*TO BE DONE:*
A - Using the Menantico Creek Preserve article, answer each question:
(i) How much did the American Littoral Society pay for the Feigenbaum property?
(ii) How many acres of protected open space does the preserve now cover?
(iii) Which aquifer does the new property's soil and root system help recharge?
B - Write the next part of the Menantico Creek Preserve article, beginning after its final paragraph.

## Start SELECTED EXCERPT

New Jersey Conservation Foundation’s Menantico Creek Preserve in Vineland just grew significantly, thanks to a public-private partnership led by the Foundation, the American Littoral Society and Cumberland County. Together they teamed up to acquire 85 forested acres on Panther Road adjoining the existing preserve that will provide space for recreation, as well as protect wildlife and water quality.
Last month, the American Littoral Society purchased the 85-acre Feigenbaum property for $302,000, using funds from the New Jersey Green Acres Program, Cumberland County, and the Open Space Institute. The property was transferred to the sole ownership of NJ Conservation, which had acquired the Menantico Creek Preserve’s original 600 acres in 2018.
The vibrant branch of the Littoral Society in Millville constantly works on significant environmental projects with large impact in our region.
The Feigenbaum family expressed that they are “happy to know that the acquisition of our property will help to increase the size of the preserve.”
“Thanks to this great partnership, the Menantico Preserve now stands at 685 acres of protected open space,” said Rob Ferber, NJ Conservation’s regional manager for the Delaware Bay Watershed. “The preserve is near population centers in downtown Vineland and Millville, and we’re creating a trail system to make it a valuable resource for the community.”
The Preserve features 2.2 miles of the Menantico Creek and its tributaries—part of the federally designated Maurice Wild and Scenic River system. The Menantico Creek is one of the main tributaries of the Maurice, which flows into the Delaware Bay. The property has extraordinary plant and animal diversity.
“We think it’s fantastic and, actually, not a frequent occurrence, when you can expand a preserved area with contiguous land,” said Karla Rossini, executive director of Citizens United (CU) to Protect the Maurice River, one of our area’s leading environmental organizations.
CU, which has its main office in Millville, is dedicated to protecting the area’s watershed and enabling current and future generations to enjoy the environmental, recreational, cultural, and scenic resources along the Maurice.
The NJ Conservation Foundation’s newly acquired property has high conservation value, as it has never been clearcut for farming. Its old growth forest provides habitat for many species like bald eagles, barred owls, and red-headed woodpeckers. Its dense system of tree roots and undisturbed soil filters out pollutants, helping to recharge the Kirkwood-Cohansey Aquifer, South Jersey’s main source of clean drinking water.
“We need to protect the land to protect the water,” said Tim Dillingham, executive director of the American Littoral Society. “This is an exceptionally valuable place, and we are proud to have been part of the partnership that brought this all together.
“The Littoral Society continues to work in the Delaware Bayshore area because preserving open space will not only help save forests and wildlife habitat, but also improve water quality rivers in the bay and its tributaries,” he added.

## End SELECTED EXCERPT
## Start ITEMS

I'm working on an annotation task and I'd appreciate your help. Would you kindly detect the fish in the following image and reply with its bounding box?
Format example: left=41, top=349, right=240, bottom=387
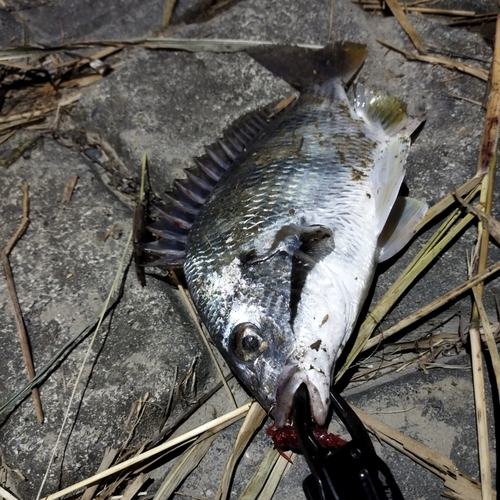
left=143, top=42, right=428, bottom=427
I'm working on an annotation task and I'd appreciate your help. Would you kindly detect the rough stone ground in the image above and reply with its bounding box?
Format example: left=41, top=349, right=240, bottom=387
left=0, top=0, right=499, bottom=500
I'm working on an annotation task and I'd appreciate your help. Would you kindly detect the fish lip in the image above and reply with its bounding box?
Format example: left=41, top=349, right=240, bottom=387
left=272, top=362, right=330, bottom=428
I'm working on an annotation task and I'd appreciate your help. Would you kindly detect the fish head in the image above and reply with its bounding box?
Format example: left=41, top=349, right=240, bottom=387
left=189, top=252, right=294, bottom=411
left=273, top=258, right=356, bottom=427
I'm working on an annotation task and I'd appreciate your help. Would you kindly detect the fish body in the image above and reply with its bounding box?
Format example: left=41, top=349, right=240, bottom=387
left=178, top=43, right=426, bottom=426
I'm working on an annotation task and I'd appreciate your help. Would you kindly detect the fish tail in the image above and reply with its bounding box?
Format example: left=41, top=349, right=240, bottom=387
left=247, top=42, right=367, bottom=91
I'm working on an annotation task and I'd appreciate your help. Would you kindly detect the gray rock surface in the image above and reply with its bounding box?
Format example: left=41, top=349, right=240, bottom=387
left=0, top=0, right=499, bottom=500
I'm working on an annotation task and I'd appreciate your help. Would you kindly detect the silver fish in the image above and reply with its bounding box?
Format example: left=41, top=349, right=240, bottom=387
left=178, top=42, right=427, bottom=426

## End ITEMS

*TASK ANSWERS:*
A -
(i) $302,000
(ii) 685 acres
(iii) The Kirkwood-Cohansey Aquifer

B -
CU Maurice River had worked for many years with U.S. Fish and Wildlife Service to protect the stream in this area from the threat of invasive aquatic plants. As part of a national study on mercury contamination in ecosystems, it also visited multiple times to gather samples from the stream with volunteer community scientists.
“And so, when the first [Conservation Foundation] acquisition was made in 2018,” Rossini said,“we jumped at the opportunity to lend a helping hand in the preservation process by organizing a large-scale clean-up where a large team of volunteers cleared immense piles of debris, rubble, litter, and other discarded waste from various locations throughout the tract.”
The Fish and Wildlife crew removed hazardous material from old agricultural dumping grounds in the forest.
The addition of the Feigenbaum property is the second expansion of NJ Conservation’s Menantico Creek Preserve supported through the Open Space Institute’s (OSI) Delaware River Watershed Protection Fund, which seeks to protect water quality in the Delaware River Basin.
“This new addition to the preserve is a win that supports ecological connectivity and water quality,” said Rossini. “CU Maurice River extends its gratitude to NJ Conservation Foundation for its continued dedication to the preservation of the outstanding resource values of the Wild and Scenic Menantico Creek.”
“Cumberland County is happy to participate in the acquisition of this land for recreational and open space purposes,” said Douglas Albrecht, director of the Cumberland County Board of County Commissioners. “It is one of the Commissioner Board’s priorities to support park development and encourage healthy activities like walking and hiking. This new amenity in Cumberland County is a great partnership with the New Jersey Conservation Foundation and we thank them for investing in our county.”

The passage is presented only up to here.